[Exercise instructions]:
When you restate the data, keep every word as it is and drop the images.

[Task input]:
________________

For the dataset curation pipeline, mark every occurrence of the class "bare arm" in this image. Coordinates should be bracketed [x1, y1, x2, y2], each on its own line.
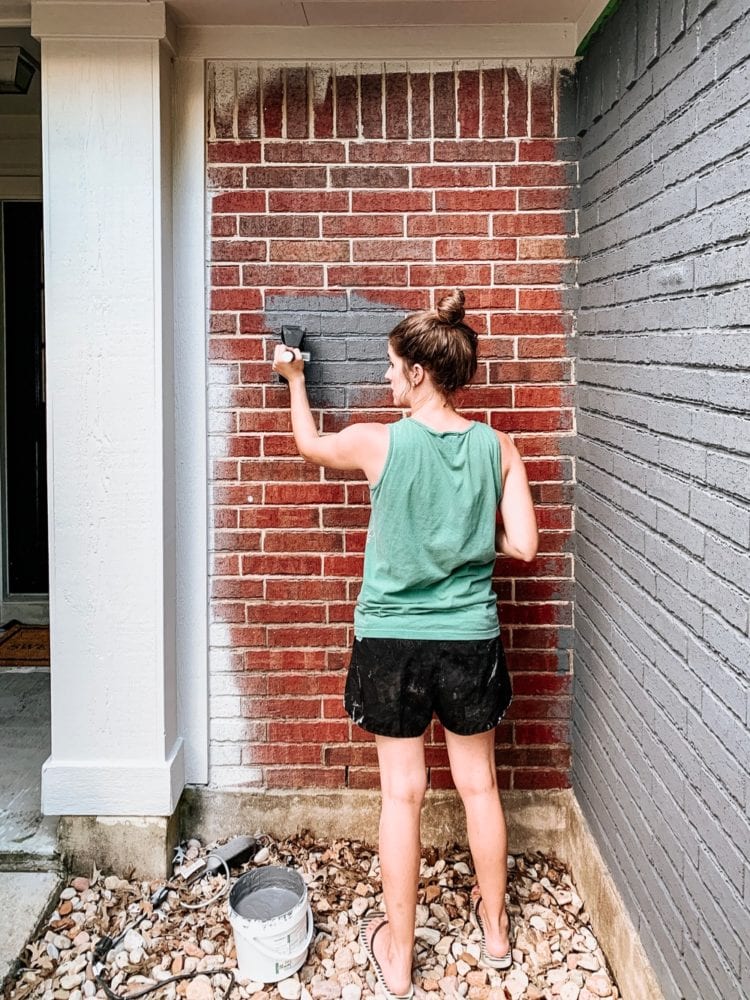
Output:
[495, 432, 538, 562]
[273, 345, 388, 481]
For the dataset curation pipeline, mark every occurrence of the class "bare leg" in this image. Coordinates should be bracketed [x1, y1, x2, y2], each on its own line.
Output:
[444, 728, 510, 957]
[365, 734, 426, 995]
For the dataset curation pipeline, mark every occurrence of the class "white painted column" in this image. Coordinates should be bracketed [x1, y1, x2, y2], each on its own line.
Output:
[173, 54, 209, 786]
[36, 1, 185, 815]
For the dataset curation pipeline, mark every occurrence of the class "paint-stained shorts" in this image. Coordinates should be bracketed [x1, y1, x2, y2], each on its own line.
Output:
[344, 635, 512, 738]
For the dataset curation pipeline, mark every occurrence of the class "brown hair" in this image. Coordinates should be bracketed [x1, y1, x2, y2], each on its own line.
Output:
[388, 289, 478, 395]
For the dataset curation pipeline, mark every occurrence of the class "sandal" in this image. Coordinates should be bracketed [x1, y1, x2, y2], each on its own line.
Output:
[359, 910, 414, 1000]
[471, 893, 512, 970]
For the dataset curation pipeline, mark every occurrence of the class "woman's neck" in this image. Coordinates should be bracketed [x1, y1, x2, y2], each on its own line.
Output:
[409, 389, 448, 416]
[407, 389, 470, 430]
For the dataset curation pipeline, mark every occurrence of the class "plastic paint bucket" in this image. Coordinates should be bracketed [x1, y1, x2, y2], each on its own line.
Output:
[228, 866, 313, 983]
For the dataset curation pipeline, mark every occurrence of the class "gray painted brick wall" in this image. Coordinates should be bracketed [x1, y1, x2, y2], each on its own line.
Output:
[575, 1, 750, 997]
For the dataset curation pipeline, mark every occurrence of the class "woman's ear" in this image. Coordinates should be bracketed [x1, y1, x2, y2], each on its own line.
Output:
[410, 363, 425, 386]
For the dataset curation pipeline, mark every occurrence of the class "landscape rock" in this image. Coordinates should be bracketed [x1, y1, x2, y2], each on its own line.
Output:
[277, 978, 301, 1000]
[185, 975, 213, 1000]
[4, 837, 618, 1000]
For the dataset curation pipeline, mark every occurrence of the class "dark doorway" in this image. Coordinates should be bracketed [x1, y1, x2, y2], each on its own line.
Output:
[1, 201, 48, 596]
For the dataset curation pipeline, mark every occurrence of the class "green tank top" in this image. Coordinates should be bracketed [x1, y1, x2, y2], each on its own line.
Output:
[354, 417, 502, 640]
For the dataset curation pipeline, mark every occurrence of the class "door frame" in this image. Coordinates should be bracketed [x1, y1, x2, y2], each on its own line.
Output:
[0, 196, 49, 625]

________________

[Output for this exercise]:
For the dataset curation pipeline, mark every occurrence of the class "bare arm" in this image. Coordinates should be bracketed [x1, y1, x2, y2], each on its own line.
Output:
[495, 432, 538, 562]
[273, 345, 388, 481]
For the dataset curation pipeline, mark every occurrence of the class "bare leg" in this image. Coordinates should be bracketed [x1, y1, x2, y2], each on its own line.
Output:
[444, 728, 510, 957]
[365, 734, 426, 995]
For the dataset curation pipeline, mark every occurrence of the class "white painted column" in this image. Coordinates should be bracketed [x1, y1, x2, y2], each on its own line.
Output:
[173, 54, 209, 786]
[36, 1, 185, 815]
For the dataset curation pipeline, mark every occurrence of the class "paint-stained shorts" in this image. Coordinates should be bracketed [x1, y1, x2, y2], each on its own line.
Output:
[344, 635, 512, 738]
For the dataset curation pipeline, mark every occurrence of the class "brown hair" in this image. Coordinates should be bracketed [x1, y1, x2, y2], each on its own line.
Output:
[388, 289, 478, 395]
For the dataset curation pipeline, mark every occurrence of the class "sandal" in this image. Coordinates should be bracketed [x1, y1, x2, y2], each on its own line.
Output:
[359, 910, 414, 1000]
[471, 893, 512, 970]
For the dataset curation pipeline, mark every occurrence of the class "woman's neck" in this image. Coordinates should be bracketed [x1, y1, x2, y2], each on its own line.
Output:
[409, 389, 448, 416]
[407, 389, 470, 430]
For the dataset curation pipeline, mark every occurrence of the class "plastic paint bucket" in this image. Coordinates should be bracketed [x1, y1, x2, y2], each on its own line.
Output:
[228, 866, 313, 983]
For the dataset curation pipeline, mark every occurrence of the class "gray painted brick wall" in this image. Coordinates should be bracketed [x1, y1, x2, y2], each on its own line.
Output:
[575, 1, 750, 997]
For the dataset curation pipeline, mark every occurrence of the class "woman's ear" in this image. Coordinates should be bracketed [x1, y1, x2, y2], each on its own line.
Output:
[410, 363, 425, 386]
For the dataset curation pipeline, mark every occurrence of the class "landscape rock" in this image. Coordinates should be bracketed [x1, y1, x2, y2], each on its own line.
Output:
[277, 978, 301, 1000]
[185, 975, 213, 1000]
[4, 837, 618, 1000]
For the dataset curation pipeline, mark every occurrence of the class "dark doorway" in this image. Coordinates should be bracketed [x1, y1, x2, y2], each on its own line.
Output:
[1, 201, 48, 596]
For the dataset curation pipeline, mark every occurrence of the class "green tank top" in this image. Coordinates should be bracketed [x1, y1, x2, y2], each on its own line.
Output:
[354, 417, 502, 640]
For the dataset curation pipeline, mark every occurrence of the class "door frame" in this image. Coordinates should be bracketed [x1, y1, x2, y2], each on its own line.
Output:
[0, 196, 49, 625]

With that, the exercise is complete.